Go line by line through the data and copy those with the word "water".
Input records Block Start
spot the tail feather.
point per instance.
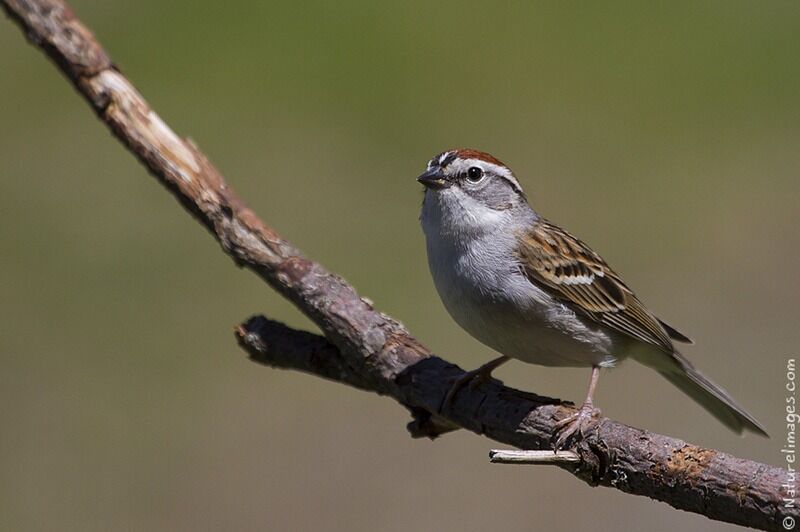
(711, 397)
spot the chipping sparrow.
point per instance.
(531, 291)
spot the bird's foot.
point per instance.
(579, 423)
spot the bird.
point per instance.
(533, 292)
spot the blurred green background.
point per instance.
(665, 135)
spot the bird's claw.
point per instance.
(579, 422)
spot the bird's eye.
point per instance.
(474, 174)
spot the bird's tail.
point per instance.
(711, 397)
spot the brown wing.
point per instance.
(570, 271)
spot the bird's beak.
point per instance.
(433, 178)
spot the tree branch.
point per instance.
(367, 349)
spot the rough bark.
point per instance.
(367, 349)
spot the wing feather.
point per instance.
(570, 271)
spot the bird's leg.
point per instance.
(580, 420)
(474, 377)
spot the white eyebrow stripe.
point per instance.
(499, 170)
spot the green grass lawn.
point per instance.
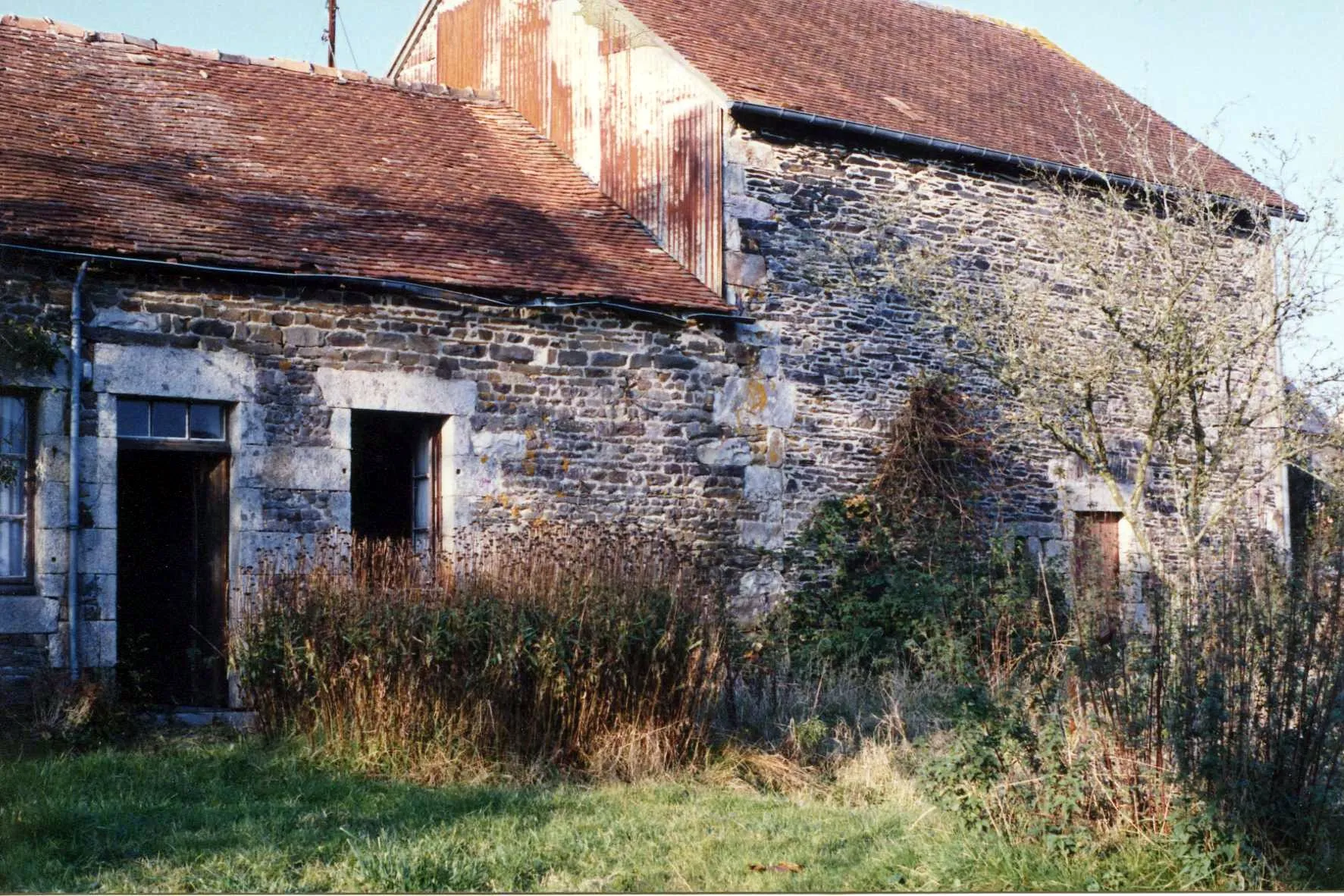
(236, 814)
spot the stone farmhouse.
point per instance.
(558, 265)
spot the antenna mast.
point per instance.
(331, 34)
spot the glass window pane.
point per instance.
(168, 419)
(207, 422)
(11, 496)
(14, 426)
(132, 418)
(11, 550)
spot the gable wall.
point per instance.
(846, 352)
(638, 121)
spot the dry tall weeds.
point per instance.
(577, 647)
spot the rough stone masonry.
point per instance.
(728, 436)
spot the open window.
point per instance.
(394, 483)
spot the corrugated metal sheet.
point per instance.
(627, 111)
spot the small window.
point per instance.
(170, 419)
(15, 489)
(394, 476)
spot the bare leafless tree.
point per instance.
(1140, 328)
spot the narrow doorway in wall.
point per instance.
(1097, 572)
(172, 553)
(394, 477)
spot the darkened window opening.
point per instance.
(17, 434)
(394, 476)
(171, 421)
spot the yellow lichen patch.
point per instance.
(757, 396)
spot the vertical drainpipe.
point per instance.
(1281, 384)
(73, 509)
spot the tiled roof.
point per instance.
(116, 144)
(925, 70)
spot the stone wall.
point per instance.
(796, 208)
(578, 414)
(725, 436)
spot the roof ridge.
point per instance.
(1035, 34)
(297, 66)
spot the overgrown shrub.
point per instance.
(1222, 725)
(902, 575)
(574, 647)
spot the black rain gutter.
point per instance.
(421, 290)
(907, 140)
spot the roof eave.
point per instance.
(909, 140)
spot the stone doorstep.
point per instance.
(202, 716)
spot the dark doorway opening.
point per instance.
(394, 476)
(1097, 572)
(172, 577)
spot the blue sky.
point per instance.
(1249, 64)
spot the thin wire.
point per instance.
(340, 19)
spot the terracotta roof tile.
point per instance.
(262, 165)
(919, 69)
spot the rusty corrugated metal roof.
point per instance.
(118, 144)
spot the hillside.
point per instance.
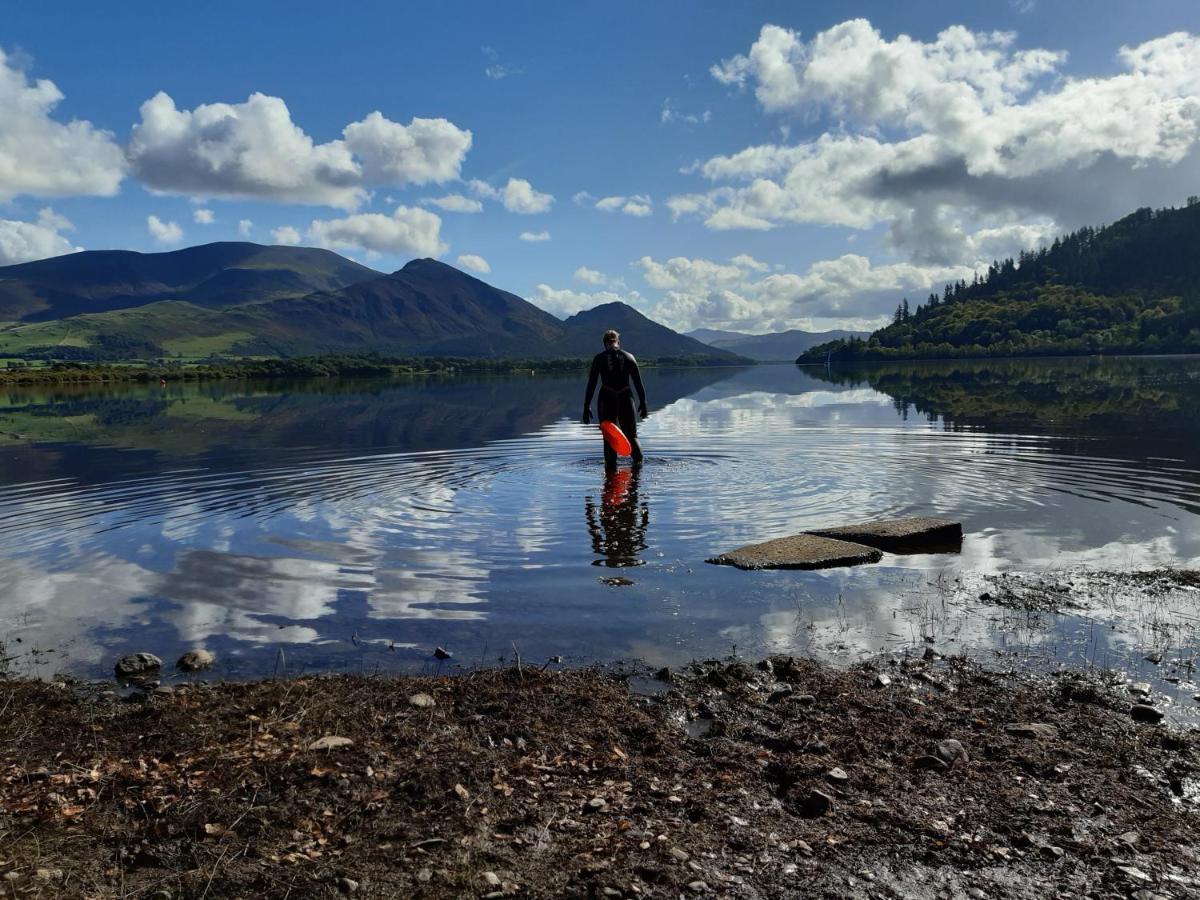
(1129, 287)
(427, 309)
(216, 275)
(773, 347)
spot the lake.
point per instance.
(359, 525)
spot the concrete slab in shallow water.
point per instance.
(913, 534)
(799, 551)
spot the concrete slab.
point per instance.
(913, 534)
(799, 551)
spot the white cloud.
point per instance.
(454, 203)
(563, 303)
(42, 156)
(589, 276)
(521, 197)
(25, 241)
(640, 204)
(406, 231)
(163, 232)
(964, 135)
(474, 263)
(702, 293)
(255, 150)
(671, 114)
(286, 235)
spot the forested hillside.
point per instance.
(1129, 287)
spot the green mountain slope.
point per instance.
(1129, 287)
(217, 275)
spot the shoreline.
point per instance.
(909, 777)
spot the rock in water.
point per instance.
(196, 660)
(913, 534)
(1146, 713)
(137, 664)
(801, 551)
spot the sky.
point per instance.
(750, 167)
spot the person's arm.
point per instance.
(591, 389)
(637, 385)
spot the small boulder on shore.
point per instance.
(196, 660)
(137, 664)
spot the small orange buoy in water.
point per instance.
(616, 438)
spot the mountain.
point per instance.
(213, 275)
(1129, 287)
(427, 309)
(640, 335)
(775, 347)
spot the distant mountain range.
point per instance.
(243, 299)
(775, 347)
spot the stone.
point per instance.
(799, 551)
(137, 664)
(1146, 713)
(912, 534)
(330, 742)
(952, 751)
(1031, 730)
(931, 763)
(196, 660)
(816, 804)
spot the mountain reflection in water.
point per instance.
(363, 523)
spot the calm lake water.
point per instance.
(359, 525)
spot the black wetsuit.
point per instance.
(615, 369)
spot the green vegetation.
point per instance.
(1131, 287)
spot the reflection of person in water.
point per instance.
(615, 369)
(618, 526)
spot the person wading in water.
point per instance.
(615, 369)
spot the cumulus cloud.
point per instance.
(640, 204)
(454, 203)
(744, 295)
(255, 150)
(43, 156)
(589, 276)
(964, 132)
(163, 232)
(25, 241)
(469, 261)
(286, 235)
(406, 231)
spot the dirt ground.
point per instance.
(726, 779)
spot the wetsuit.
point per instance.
(615, 369)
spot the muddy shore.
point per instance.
(909, 778)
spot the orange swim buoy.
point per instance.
(616, 438)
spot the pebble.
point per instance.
(1146, 713)
(816, 804)
(196, 660)
(136, 664)
(330, 742)
(952, 751)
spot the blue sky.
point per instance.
(756, 166)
Input records Block End
# [Response to the exercise]
spot the concrete slab in shallow water.
spot the rock in water.
spot the small orange buoy in water.
spot the mountain reflection in water.
spot the calm lake water.
spot the reflection of person in water.
spot the person wading in water.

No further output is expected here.